:: Teks ::

____

PROSA LAMA
Prosa lama cenderung
bersifat imajinatif, istanasentris, didaktif, anonim, dan bentuk serta isinya
statis, sedangkan prosa baru bersifar realistis (melukiskan kenyataan
sehari-hari), dinamis atau mengalami perubahan terus-menerus sesuai dengan pembahan
masa, dan tidak anonim.
Yang termasuk prosa lama
ialah:
A. Dongeng
yaitu bentuk prosa lama yang semata-mata berdasarkan khayal dan disampaikan
secara lisan. Dongeng adalah cerita sederhana yang tidak benar-benar terjadi,
misalnya kejadian-kejadian aneh di zaman dahulu. Dongeng berfungsi menyampaikan
ajaran moral dan juga menghibur. Dongeng termasuk cerita tradisional. Cerita
tradisional adalah cerita yang disampaikan secara turun temurun. Suatu cerita
tradisional dapat disebarkan secara luas ke berbagai tempat. Kemudian, cerita
itu disesuaikan dengan kondisi daerah setempat.
Selanjutnya dongeng
dibedakan lagi atas:
1. Fabel (dongeng tentang binatang) Contoh:
Kancil Yang Cerdik
Bayan Budiman
2. Legenda (dongeng yang isinya
dikaitkan dengan keunikan atau
keajaiban alam) Contoh:
Asal-usul Kota
Banyuwangi
Sangkuriang
3. Sage (dongeng yang mengandung unsur-unsur sejarah) Contoh:
Darmawulan
Terjadinya Kota Majapahit
4. Mite (dongeng lentang dewan-dewa atau makhluk lain
yang dianggap mempunyai sijat kedewaan, dan sakral) Contoh:
Cerita Gerhana
Nyi Loro Kidul
Hikayat Sang Boma
Odysee
5. Epos (Wiracarita/dongeng
kepahlawanan) Contoh:
Ramayana
Mahabarata
6. Dongeng Jenaka (dongeng yang menceritakan
kebodohan atau perilaku seseorang yang penuh kejenakaan atau lelucon) Contoh:
Pak Pandir
Pak Belalang
Si Lebai Malang
Abu Nawas
Tema-Tema Dongeng
1. Moral tentang
kebaikan yang selalu menang melawan
kejahatan.

____

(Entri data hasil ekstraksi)
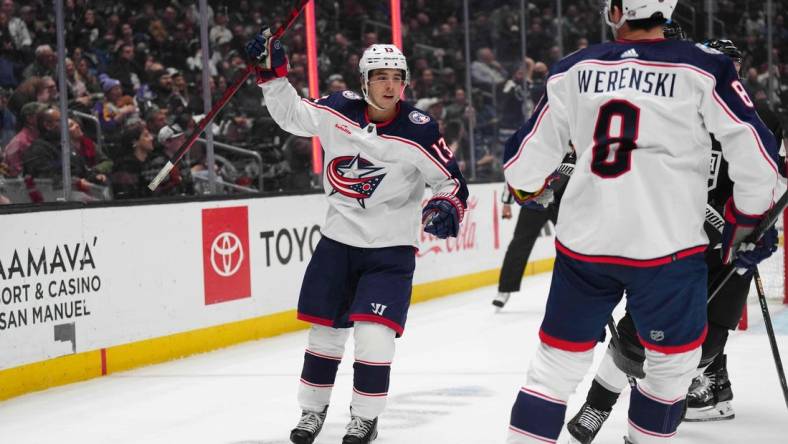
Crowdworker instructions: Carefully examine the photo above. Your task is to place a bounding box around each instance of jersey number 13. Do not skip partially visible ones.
[591,100,640,179]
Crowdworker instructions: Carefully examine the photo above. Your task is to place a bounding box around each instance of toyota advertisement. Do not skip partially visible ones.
[0,184,554,370]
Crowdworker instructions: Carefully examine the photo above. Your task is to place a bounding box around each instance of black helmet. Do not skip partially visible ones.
[703,39,743,63]
[662,20,687,40]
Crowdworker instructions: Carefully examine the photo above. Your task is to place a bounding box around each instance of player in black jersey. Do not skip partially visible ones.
[493,153,576,310]
[567,33,785,444]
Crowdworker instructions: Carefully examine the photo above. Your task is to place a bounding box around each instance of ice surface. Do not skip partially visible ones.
[0,273,788,444]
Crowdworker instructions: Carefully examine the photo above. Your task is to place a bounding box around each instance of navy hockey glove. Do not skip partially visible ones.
[722,198,777,269]
[245,25,288,85]
[421,194,465,239]
[733,227,778,270]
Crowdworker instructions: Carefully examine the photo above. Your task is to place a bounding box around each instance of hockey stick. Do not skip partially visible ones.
[755,268,788,407]
[708,191,788,303]
[148,0,310,191]
[706,205,788,407]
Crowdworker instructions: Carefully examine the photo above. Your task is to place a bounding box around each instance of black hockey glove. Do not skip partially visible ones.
[733,227,778,270]
[421,194,465,239]
[245,25,288,85]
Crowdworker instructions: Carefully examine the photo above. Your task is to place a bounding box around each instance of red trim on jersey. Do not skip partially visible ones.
[348,314,405,336]
[301,98,361,128]
[503,103,550,171]
[555,238,708,268]
[364,102,399,128]
[638,325,709,355]
[296,313,334,327]
[356,359,391,367]
[539,329,596,352]
[378,134,460,195]
[305,349,342,361]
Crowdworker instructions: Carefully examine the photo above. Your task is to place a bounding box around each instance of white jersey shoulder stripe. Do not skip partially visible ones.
[301,98,361,128]
[503,104,550,170]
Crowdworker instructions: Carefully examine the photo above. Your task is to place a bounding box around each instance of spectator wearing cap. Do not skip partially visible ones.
[3,102,47,177]
[22,45,57,79]
[95,74,137,139]
[142,124,194,196]
[22,108,106,193]
[110,126,153,199]
[68,119,112,178]
[167,68,190,116]
[149,69,172,109]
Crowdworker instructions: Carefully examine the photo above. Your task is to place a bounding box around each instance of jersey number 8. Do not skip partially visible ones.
[591,100,640,179]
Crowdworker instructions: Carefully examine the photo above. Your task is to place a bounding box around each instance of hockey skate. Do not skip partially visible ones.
[342,410,378,444]
[566,403,610,444]
[684,355,735,422]
[290,406,328,444]
[493,291,512,310]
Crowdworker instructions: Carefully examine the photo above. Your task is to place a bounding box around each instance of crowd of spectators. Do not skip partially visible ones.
[0,0,788,203]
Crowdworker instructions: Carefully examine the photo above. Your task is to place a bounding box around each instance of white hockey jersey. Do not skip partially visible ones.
[260,78,468,248]
[504,39,778,266]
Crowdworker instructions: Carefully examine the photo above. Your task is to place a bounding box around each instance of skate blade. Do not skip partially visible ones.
[684,401,736,422]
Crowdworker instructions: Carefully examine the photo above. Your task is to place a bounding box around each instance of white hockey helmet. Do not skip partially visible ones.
[358,44,410,109]
[602,0,679,32]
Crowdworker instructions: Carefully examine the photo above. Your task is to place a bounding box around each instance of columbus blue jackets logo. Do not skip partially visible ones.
[408,111,430,125]
[326,154,386,208]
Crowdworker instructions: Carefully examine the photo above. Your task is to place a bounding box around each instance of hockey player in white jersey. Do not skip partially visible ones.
[504,0,778,444]
[246,28,468,444]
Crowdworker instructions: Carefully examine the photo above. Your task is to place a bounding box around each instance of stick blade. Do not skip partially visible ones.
[148,160,175,191]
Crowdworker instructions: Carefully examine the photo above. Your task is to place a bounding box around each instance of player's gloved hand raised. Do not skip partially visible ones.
[421,194,465,239]
[245,25,288,84]
[722,198,777,269]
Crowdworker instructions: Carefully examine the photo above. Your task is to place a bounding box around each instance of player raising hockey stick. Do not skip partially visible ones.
[567,35,784,444]
[246,28,468,444]
[504,0,778,444]
[492,153,575,310]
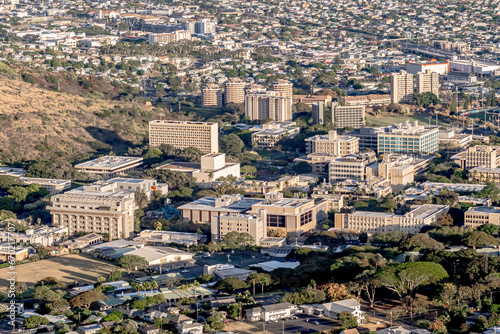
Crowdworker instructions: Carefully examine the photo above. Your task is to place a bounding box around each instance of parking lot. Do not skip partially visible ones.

____

:: Tugas yang Dikerjakan ::
a) Jawablah pertanyaan berikut berdasarkan teks tentang prosa lama.
(i) Apa fungsi dongeng?
(ii) Unsur apa yang terkandung dalam sage?
(iii) Apa saja contoh epos yang disebutkan?
b) Salin kembali bagian teks tentang prosa lama mulai dari "Yang termasuk prosa" sampai dengan "kondisi daerah setempat.", dengan mengganti "khayal" menjadi "imajinasi".
c) Teruskan teks tentang prosa lama dari kalimat terakhirnya.
Catatan-catatan tersebut tidak berkaitan dengan teks tentang prosa lama.

:: Kunci Jawaban Latihan ::
a)
(i) Menyampaikan ajaran moral dan juga menghibur.
(ii) Unsur-unsur sejarah.
(iii) Ramayana dan Mahabarata.

b)
Yang termasuk prosa lama
ialah:
A. Dongeng
yaitu bentuk prosa lama yang semata-mata berdasarkan imajinasi dan disampaikan
secara lisan. Dongeng adalah cerita sederhana yang tidak benar-benar terjadi,
misalnya kejadian-kejadian aneh di zaman dahulu. Dongeng berfungsi menyampaikan
ajaran moral dan juga menghibur. Dongeng termasuk cerita tradisional. Cerita
tradisional adalah cerita yang disampaikan secara turun temurun. Suatu cerita
tradisional dapat disebarkan secara luas ke berbagai tempat. Kemudian, cerita
itu disesuaikan dengan kondisi daerah setempat.

c)
2. Kejadian yang terjadi
di masa lampau, di suatu tempat yang jauh sekali
3. Tugas yang tak
mungkin dilaksanakan.
4. Mantra ajaib,
misalnya mantra untuk mengubah orang menjadi binatang.
5. Daya tarik yang
timbul melalui kebaikan dan cinta.
6. Pertolongan yang
diberikan kepada orang baik oleh makhluk dengan kekuatan ajaib.
7. Keberhasilan anak
ketiga atau anak bungsu ketika sang kakak gagal.
8. Kecantikan dan
keluhuran anak ketiga atau anak bungsu.
9. Kecemburuan saudara
kandung yang lebih tua.
10. Kejahatan ibu tiri.
Ciri-Ciri Lain
Dongeng
1. Menggunakan alur
sederhana.
2. Cerita singkat dan
bergerak cepat.
3. Karakter tokoh tidak
diuraikan secara rinci.
4. Ditulis dengan gaya
penceritaan secara lisan.
5. Terkadang pesan atau
tema dituliskan dalam cerita.
6. Biasanya, pendahuluan
sangat singkat dan langsung.
Contoh kalimat
pembuka pada dongeng
1. Syahdan pada zaman
dahulu kala, di negeri antah berantah, ...
2. Kata sahibul hikayat,
...
3. Pada zaman dahulu
kala, ...
4. Pada masa silam, ...
5. Beribu-ribu tahun
yang lalu, ...
6. Di suatu negeri yang
jauh, ...
Man
Doblang
(Tinggi
Badan Baginda Raja)
Kesulitan
rakyat Mataram tidak hanya datang dari kekuasaan rakus Belanda. Kadang juga
dari kalangan keraton sendiri. Lebih sulit lagi jika pangkal soalnya adalah
Baginda Raja sendiri. Masalah Raja menjadi malapetaka. Baginda Raja tetaplah
dianggap penguasa tunggal, penguasa tertinggi. Sampai sekarang pun, bayangan
tubuhnya tak ada yang berani menginjak. Memandang langsung pun tak diizinkan,
kecuali sedang diajak bercakap. Itu pun diawali dan diakhiri dengan gerakan
menyembah.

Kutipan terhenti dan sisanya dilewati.